* [Extracted records]:

— Begin —

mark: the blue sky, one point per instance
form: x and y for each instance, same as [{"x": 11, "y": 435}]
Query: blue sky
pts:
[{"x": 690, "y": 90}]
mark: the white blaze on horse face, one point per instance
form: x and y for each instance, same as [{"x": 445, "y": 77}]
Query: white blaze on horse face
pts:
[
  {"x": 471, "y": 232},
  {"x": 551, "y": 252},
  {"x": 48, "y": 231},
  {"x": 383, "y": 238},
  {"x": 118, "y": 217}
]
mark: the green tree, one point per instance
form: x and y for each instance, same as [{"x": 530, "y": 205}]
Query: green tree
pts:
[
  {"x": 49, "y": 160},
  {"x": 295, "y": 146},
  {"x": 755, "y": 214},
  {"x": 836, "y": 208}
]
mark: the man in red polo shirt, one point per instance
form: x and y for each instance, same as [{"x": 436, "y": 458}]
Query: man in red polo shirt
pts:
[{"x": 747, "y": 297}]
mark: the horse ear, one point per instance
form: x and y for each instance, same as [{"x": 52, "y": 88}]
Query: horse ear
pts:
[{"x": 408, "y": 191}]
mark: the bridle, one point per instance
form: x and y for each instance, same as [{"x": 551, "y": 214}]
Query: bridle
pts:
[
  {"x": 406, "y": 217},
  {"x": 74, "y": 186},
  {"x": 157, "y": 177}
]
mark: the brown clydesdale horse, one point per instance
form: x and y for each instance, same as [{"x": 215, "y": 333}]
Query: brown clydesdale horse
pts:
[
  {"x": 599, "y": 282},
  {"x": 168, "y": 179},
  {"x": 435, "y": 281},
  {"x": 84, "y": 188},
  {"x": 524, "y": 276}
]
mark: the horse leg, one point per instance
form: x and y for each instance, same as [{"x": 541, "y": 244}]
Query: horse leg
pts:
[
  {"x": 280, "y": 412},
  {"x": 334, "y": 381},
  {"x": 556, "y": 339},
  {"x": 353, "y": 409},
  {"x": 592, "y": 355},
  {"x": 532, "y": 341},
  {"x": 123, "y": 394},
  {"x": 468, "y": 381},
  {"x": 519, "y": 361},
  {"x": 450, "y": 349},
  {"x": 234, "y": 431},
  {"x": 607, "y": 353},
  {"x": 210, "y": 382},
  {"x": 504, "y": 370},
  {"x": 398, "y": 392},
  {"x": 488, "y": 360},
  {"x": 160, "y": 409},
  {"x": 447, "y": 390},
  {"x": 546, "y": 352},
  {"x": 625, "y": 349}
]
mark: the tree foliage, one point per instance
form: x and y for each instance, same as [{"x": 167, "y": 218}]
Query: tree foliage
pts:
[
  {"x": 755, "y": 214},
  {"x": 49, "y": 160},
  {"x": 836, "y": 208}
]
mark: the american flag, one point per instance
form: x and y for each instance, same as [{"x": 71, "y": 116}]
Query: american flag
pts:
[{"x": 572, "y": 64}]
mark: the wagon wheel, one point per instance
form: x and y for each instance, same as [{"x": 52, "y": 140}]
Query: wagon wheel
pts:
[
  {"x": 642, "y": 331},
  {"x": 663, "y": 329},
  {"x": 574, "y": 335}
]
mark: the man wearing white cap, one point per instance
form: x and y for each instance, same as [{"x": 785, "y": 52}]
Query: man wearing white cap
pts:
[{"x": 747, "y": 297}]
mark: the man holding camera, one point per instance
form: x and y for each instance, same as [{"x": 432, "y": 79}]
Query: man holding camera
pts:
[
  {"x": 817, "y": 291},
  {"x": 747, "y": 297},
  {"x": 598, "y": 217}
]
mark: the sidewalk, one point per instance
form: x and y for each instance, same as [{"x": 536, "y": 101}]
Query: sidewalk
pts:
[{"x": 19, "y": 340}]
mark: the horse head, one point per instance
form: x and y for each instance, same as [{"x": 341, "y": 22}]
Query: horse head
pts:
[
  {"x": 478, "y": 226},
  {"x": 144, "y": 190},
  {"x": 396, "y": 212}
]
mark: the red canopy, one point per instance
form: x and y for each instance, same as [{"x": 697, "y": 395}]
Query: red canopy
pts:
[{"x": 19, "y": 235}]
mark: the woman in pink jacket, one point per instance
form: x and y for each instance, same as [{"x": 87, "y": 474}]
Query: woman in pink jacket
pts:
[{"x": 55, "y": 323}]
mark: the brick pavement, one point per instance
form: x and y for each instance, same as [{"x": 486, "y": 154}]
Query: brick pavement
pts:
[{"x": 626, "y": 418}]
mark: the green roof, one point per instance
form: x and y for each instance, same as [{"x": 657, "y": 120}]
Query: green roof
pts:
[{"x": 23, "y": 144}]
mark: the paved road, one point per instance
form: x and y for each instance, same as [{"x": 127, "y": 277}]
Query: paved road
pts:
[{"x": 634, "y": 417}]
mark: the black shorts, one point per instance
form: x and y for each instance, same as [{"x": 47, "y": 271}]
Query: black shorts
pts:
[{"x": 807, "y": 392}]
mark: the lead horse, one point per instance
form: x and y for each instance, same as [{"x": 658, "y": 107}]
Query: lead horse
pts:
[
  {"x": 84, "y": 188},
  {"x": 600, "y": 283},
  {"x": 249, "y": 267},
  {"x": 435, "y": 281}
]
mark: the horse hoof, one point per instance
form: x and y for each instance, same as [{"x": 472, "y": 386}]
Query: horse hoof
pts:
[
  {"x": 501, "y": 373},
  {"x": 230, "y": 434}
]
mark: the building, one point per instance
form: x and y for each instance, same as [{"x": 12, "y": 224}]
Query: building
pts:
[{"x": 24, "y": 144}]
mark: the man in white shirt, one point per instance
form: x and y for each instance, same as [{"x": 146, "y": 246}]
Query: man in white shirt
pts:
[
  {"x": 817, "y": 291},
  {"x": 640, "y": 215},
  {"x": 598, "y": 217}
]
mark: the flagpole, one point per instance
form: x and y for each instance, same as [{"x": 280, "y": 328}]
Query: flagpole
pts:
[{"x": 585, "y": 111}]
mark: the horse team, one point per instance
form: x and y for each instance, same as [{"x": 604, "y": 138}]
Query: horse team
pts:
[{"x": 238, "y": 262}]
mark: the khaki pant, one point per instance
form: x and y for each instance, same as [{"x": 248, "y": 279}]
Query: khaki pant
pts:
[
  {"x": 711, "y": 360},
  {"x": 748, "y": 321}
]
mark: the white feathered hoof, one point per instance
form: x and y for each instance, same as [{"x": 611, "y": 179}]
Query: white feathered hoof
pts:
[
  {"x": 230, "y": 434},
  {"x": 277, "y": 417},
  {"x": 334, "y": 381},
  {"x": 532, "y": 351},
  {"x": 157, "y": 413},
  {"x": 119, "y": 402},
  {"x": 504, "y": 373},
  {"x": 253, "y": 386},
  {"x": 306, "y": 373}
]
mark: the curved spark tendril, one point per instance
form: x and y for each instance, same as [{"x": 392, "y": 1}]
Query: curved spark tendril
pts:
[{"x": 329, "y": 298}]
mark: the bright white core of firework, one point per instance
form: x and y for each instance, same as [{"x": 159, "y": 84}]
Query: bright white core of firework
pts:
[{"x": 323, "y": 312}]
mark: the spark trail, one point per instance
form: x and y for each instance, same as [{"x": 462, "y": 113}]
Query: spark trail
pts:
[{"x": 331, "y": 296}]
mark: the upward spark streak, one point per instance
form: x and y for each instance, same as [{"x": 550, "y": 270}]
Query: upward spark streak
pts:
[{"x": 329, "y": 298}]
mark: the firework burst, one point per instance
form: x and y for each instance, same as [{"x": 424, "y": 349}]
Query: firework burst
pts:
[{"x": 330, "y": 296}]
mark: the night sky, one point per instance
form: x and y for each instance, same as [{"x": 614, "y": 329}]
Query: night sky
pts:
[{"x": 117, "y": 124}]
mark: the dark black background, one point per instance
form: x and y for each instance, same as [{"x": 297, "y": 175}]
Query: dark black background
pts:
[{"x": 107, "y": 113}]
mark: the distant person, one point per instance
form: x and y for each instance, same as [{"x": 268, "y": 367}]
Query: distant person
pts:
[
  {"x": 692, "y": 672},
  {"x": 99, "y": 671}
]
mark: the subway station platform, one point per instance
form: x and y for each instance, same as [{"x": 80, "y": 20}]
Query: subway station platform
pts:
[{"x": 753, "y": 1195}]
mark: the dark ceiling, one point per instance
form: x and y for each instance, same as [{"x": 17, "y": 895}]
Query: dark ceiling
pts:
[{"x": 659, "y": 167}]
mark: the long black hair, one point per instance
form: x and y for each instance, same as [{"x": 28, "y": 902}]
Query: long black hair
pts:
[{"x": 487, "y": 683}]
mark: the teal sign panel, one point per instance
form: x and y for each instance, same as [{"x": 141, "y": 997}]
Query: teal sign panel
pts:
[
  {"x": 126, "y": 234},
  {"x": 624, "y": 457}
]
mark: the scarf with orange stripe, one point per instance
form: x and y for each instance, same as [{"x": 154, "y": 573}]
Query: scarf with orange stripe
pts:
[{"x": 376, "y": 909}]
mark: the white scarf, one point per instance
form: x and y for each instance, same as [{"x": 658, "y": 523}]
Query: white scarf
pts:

— End —

* [What this task involves]: Copy out the rows above again, unchanged, from the line containing "mark: the night sky, one point per instance" through the last row, including both ends.

* [Problem solution]:
mark: the night sky, one point per instance
form: x and y for each instance, same as [{"x": 614, "y": 329}]
Query: night sky
pts:
[{"x": 117, "y": 124}]
mark: the dark black background, one point per instance
form: x and y for each instance, same as [{"x": 297, "y": 175}]
Query: dark black background
pts:
[{"x": 107, "y": 113}]
mark: the distant person, one point per instance
form: x and y for each instance, same as [{"x": 268, "y": 367}]
Query: distant person
pts:
[
  {"x": 692, "y": 672},
  {"x": 99, "y": 671}
]
mark: the subway station platform, one point per instance
form: x and y for each instance, same as [{"x": 80, "y": 20}]
Query: subway station platform
pts:
[{"x": 753, "y": 1195}]
mark: the dark ceiling, one point per instance
form: x and y for each instance, same as [{"x": 17, "y": 895}]
Query: dark ceiling
pts:
[{"x": 659, "y": 167}]
mark: the long black hair, one point per instance
form: x and y for each instance, same as [{"x": 28, "y": 902}]
Query: long black hair
pts:
[{"x": 487, "y": 683}]
mark: the teal sign panel, one point per instance
form: x and y for each instance, same as [{"x": 141, "y": 997}]
Query: teal sign panel
pts:
[
  {"x": 126, "y": 234},
  {"x": 624, "y": 457}
]
mark: the scarf with orange stripe, one point per instance
form: x and y for each instance, same as [{"x": 154, "y": 573}]
Query: scarf with orange stripe
pts:
[{"x": 376, "y": 909}]
mark: the white scarf, one point per instance
form: x and y for each instance, same as [{"x": 658, "y": 523}]
Query: white scarf
pts:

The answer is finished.